Reproduce the entries in full, with no changes.

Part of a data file
···

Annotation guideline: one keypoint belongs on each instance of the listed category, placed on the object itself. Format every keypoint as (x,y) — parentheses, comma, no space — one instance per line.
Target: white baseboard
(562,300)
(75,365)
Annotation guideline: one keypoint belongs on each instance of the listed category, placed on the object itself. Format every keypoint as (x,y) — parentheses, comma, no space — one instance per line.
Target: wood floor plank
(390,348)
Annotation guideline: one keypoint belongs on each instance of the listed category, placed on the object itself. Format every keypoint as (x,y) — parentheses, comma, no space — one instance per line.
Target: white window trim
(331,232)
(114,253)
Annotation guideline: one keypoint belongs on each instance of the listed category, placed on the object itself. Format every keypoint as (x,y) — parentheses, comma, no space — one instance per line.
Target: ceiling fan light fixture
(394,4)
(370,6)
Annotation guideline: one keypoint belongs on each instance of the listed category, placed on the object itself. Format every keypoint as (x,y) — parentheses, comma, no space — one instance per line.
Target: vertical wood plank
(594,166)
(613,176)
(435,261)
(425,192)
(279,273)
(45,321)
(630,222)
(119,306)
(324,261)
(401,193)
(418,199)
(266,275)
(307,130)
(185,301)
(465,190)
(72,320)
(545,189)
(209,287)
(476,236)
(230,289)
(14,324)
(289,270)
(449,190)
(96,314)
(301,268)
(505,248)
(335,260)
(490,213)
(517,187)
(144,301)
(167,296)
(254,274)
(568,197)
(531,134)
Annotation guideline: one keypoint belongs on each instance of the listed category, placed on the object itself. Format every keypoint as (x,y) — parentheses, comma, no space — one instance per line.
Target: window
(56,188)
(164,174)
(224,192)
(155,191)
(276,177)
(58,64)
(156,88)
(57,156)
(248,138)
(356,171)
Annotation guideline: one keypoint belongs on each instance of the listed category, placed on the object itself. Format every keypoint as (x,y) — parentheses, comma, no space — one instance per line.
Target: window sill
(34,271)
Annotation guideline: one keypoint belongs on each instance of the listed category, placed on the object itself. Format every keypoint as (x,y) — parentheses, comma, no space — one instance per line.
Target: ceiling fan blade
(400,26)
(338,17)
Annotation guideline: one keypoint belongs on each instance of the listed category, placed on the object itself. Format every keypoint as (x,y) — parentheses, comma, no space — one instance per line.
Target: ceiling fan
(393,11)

···

## RESULT OF THE TASK
Annotation guideline: one keypoint belongs on each instance of the listed category, placed on the object itself. Format every keypoint as (x,y) — parentheses, comma, no space — one instance per line.
Target: white baseboard
(562,300)
(75,365)
Annotation guideline: one keypoint belongs on each instance of the listed category, placed on the object itself. Format every keypoint as (x,y) — parentheses, comma, no space — one instance per line.
Target: wood floor plank
(390,348)
Annotation guideline: one keypoint belongs on each instance of the listed category, placed on the object itself. Format every keypoint as (x,y) — parentheses, comma, no space — one instance per line.
Target: white window trim
(331,232)
(114,253)
Annotation guideline: one keypoint belongs on each instance of the listed category, placed on the object itself. Format every keypoint as (x,y) — parentheses, comma, no space — one instance per line.
Target: ceiling fan light fixture
(394,4)
(370,6)
Annotation guideline: one keypoint belongs on each instance of the listed category, placed on the object itself. Format every keypoint as (x,y) — parentheses, comma, no space — one instance per line.
Target: vertical wood plank
(594,166)
(613,176)
(435,261)
(425,192)
(279,273)
(45,321)
(630,222)
(119,306)
(324,261)
(401,193)
(418,199)
(266,275)
(307,130)
(185,301)
(465,190)
(72,320)
(545,189)
(209,287)
(476,236)
(230,289)
(14,324)
(289,270)
(449,190)
(96,314)
(301,268)
(505,248)
(335,260)
(490,213)
(517,187)
(144,301)
(167,296)
(254,274)
(568,197)
(531,134)
Annotation guideline: one keypoint belongs on each instance of the listed category, placed on the object itself. Format every keypoint as (x,y) — parentheses, comma, no space — one instance per line.
Target: window
(56,188)
(164,174)
(224,192)
(155,191)
(276,177)
(58,64)
(156,88)
(57,156)
(248,138)
(356,171)
Annotation guideline: one keypoint belongs on each instance of the listed category, placed on the object itself. Format every keypoint as (x,y) — parentheses, comma, no space — one instance per line.
Target: window sill
(34,271)
Annotation guideline: one keypoint belongs on each instance of the listed category, placed on the object itself. Format every keypoint as (x,y) — parentheses, comma, no space — one instance per line.
Target: ceiling fan blade
(400,26)
(338,17)
Annotation guideline: one keypoint belongs on each instance of the listed category, placed on the object itself. Format every keypoint as (x,y) — parentheses, comma, no space — one instance per line.
Target: ceiling fan
(393,11)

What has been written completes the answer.